** JOBS **
- A) In the court news excerpt about the nappy dispute, where is Rascals International headquartered?
- B) List every company that the court news excerpt names as a party to the lawsuit, and state whether each is suing or being sued.

** PASSAGE PROVIDED **
....
Multimillion-dollar nappy scrap unfolds in court as Zuru’s Nick Mowbray prepares to take stand

Tuesday, 5 August 2025

The High Court in Auckland has begun a civil trial to sort out a multimillion-dollar nappy dispute involving Zuru billionaire Nick Mowbray.
The High Court in Auckland has begun a civil trial to sort out a multimillion-dollar nappy dispute involving Zuru billionaire Nick Mowbray.

The High Court in Auckland has begun a civil trial to sort out a multimillion-dollar nappy dispute between Zuru billionaire Nick Mowbray’s Rascals nappy company, and the company which swooped in to buy the Treasures nappy brand from “under Rascals’ nose”.

Zuru and Zuru-owned Rascals International, a British Virgin Islands-based company headquartered in Hong Kong, are suing Auckland-based JJK, and related company Taonga IP, for damages.

Zuru and Rascals claim JJK conspired with a Rascals’ director, and used confidential information from Rascals supplied by that director, to buy and develop the Treasures brand, setting back Rascals’ expansion into Woolworths’ supermarkets.
....
** ROWS **
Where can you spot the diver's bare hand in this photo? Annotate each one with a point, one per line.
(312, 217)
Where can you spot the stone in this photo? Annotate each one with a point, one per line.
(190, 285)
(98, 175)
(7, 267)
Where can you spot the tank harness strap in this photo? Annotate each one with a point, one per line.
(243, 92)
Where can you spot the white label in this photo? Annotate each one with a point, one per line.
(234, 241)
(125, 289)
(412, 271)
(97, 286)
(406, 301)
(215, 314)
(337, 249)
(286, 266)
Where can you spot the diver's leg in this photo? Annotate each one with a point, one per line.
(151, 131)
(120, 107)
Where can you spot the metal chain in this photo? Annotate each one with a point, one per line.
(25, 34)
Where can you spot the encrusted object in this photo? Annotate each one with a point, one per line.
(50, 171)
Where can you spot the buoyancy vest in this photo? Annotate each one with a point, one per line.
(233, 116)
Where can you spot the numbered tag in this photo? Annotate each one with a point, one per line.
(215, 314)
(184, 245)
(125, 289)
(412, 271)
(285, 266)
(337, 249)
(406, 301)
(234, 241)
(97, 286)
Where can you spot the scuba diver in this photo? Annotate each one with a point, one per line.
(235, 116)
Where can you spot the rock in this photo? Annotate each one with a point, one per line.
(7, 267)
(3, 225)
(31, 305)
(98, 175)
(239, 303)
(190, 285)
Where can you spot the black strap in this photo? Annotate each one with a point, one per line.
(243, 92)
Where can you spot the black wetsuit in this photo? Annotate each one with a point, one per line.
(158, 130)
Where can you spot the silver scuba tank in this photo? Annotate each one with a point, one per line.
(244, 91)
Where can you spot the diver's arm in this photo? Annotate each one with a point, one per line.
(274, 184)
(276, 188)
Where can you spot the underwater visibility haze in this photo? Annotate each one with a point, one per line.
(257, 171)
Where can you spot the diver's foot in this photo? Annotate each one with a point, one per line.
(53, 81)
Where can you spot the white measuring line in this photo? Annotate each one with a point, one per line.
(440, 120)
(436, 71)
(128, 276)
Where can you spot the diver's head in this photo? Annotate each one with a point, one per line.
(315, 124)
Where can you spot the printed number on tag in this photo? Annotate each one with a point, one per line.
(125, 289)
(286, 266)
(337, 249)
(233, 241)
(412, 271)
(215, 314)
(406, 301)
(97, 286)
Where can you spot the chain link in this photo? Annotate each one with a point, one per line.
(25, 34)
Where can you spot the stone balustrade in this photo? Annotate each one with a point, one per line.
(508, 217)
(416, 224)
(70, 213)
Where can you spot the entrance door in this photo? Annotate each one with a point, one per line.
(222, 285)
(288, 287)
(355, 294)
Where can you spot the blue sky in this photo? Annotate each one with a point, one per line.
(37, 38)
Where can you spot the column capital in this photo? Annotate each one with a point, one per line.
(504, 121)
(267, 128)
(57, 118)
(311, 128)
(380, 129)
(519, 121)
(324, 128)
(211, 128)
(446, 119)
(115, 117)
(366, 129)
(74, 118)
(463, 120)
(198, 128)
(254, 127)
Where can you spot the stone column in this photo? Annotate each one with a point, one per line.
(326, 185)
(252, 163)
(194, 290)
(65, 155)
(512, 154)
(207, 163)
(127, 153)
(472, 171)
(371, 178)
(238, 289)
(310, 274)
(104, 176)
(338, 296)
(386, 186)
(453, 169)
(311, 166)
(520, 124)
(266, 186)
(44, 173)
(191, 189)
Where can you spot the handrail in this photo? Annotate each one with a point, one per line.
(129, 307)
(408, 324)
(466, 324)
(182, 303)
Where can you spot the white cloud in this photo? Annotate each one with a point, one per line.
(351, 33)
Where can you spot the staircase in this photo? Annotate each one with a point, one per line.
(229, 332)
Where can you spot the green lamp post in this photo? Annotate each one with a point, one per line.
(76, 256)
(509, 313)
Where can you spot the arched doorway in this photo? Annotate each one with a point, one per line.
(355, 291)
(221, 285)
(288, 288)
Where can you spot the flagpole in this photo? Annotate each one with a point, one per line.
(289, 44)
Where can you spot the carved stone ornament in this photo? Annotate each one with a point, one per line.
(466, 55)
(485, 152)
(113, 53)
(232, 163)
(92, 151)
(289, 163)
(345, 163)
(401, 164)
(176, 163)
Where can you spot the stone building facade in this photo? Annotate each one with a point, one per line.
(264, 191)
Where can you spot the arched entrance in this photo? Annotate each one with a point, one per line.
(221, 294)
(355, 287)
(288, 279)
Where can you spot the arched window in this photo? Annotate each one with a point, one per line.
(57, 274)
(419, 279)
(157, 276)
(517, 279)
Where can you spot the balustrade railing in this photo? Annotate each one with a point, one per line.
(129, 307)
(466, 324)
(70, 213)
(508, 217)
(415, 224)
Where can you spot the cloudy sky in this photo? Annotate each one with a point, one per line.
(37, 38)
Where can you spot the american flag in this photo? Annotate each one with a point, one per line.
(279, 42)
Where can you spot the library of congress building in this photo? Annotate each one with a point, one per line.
....
** FULL ANSWERS **
- A) Hong Kong

- B)
- Zuru: suing
- Rascals International: suing
- JJK: being sued
- Taonga IP: being sued